» SOURCE RECORDS:
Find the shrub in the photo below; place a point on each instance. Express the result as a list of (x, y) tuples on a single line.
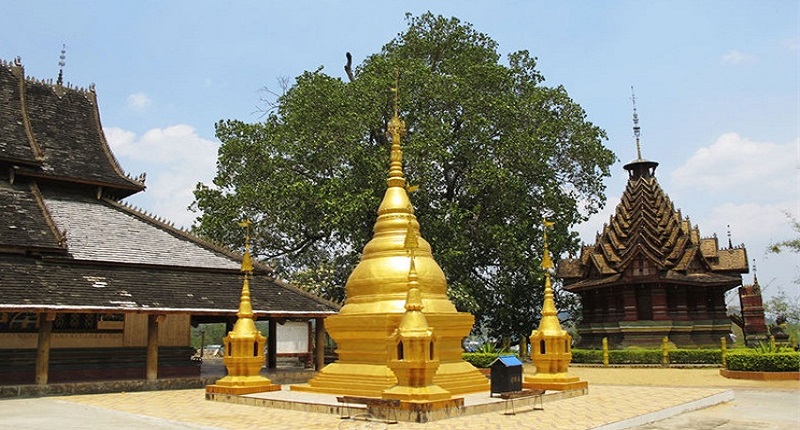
[(778, 362), (480, 359), (635, 356), (594, 356)]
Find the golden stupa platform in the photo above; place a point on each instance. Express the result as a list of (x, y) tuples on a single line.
[(549, 383), (324, 403)]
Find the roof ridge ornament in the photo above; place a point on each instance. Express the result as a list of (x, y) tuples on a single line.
[(61, 63)]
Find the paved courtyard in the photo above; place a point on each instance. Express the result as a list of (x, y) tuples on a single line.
[(617, 399)]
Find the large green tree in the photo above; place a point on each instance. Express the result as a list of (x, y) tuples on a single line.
[(491, 147)]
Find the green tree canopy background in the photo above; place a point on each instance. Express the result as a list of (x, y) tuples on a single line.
[(491, 148)]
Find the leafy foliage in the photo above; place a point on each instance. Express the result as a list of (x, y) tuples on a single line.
[(480, 359), (791, 245), (491, 147), (648, 356)]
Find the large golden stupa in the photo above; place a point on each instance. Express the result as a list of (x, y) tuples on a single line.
[(376, 297)]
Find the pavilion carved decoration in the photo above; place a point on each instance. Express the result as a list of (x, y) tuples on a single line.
[(650, 273)]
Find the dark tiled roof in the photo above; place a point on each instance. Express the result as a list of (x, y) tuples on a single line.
[(14, 142), (62, 248), (99, 230), (57, 284), (64, 124), (23, 223), (646, 227)]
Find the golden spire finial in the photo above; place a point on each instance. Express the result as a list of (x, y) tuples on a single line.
[(413, 299), (397, 129), (549, 306), (547, 263), (245, 306)]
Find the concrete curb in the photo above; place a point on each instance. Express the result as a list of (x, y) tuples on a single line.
[(712, 400)]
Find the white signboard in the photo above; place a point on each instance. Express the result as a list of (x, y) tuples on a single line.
[(292, 337)]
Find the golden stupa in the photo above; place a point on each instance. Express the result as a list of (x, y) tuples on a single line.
[(376, 297), (244, 345), (412, 347), (551, 345)]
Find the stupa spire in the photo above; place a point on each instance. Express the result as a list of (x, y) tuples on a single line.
[(396, 130), (549, 321), (245, 306), (244, 345)]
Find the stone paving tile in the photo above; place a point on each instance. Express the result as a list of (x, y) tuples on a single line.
[(605, 404)]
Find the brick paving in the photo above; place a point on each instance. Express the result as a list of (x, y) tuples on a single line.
[(618, 398)]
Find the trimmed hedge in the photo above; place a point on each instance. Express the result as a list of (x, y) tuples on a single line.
[(634, 356), (777, 362), (695, 356), (648, 356)]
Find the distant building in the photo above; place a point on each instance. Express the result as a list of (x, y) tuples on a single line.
[(89, 287), (650, 274)]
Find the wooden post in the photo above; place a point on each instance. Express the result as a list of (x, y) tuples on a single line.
[(319, 331), (43, 347), (152, 346), (272, 344)]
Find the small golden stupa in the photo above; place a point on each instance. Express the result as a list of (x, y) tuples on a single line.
[(413, 353), (376, 297), (551, 346), (244, 345)]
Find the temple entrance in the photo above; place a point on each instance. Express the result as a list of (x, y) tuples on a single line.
[(644, 302)]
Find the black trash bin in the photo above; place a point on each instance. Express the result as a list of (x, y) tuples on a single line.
[(506, 374)]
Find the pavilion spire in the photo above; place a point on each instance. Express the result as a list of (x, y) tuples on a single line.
[(639, 167), (637, 131), (397, 129)]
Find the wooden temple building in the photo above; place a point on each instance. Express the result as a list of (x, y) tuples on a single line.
[(650, 273), (91, 288)]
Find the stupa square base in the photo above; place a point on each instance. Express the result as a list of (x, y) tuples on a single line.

» AIM OF THE TASK:
Reproduce the data word for word, starting at the line that contains "Find the golden stupa in" and ending at the line that contains "[(89, 287), (650, 274)]". Include both of those lines.

» EXERCISE RESULT:
Find the golden stupa in the photo above; place a point on each instance. Express the result as a list of (x, y) tuples on a single line.
[(376, 297), (244, 345), (412, 347), (551, 345)]
Find the stupa spire in the photo above; place a point on each instance. Express the result as a list of (x, y) tuples on a single line.
[(396, 130), (549, 321), (245, 306), (244, 345)]
Find the stone paving tile in the photo above; place a point on each instance. Express the result as a list of (x, y) tuples on a single line.
[(605, 404)]
Find the brick paving in the photo above; place a point on each instance. Express the result as a list of (x, y) tuples on a single line.
[(618, 398)]
Find the trimmed hedge in the photo above; place a point on each instance. Express the result as a list of (x, y) tuples on a single line.
[(634, 356), (777, 362), (695, 356), (648, 356)]
Find the distant building in the photo above; place a point on each instance. Express the result as a list of (x, y) tuples on a single line.
[(89, 287), (650, 274)]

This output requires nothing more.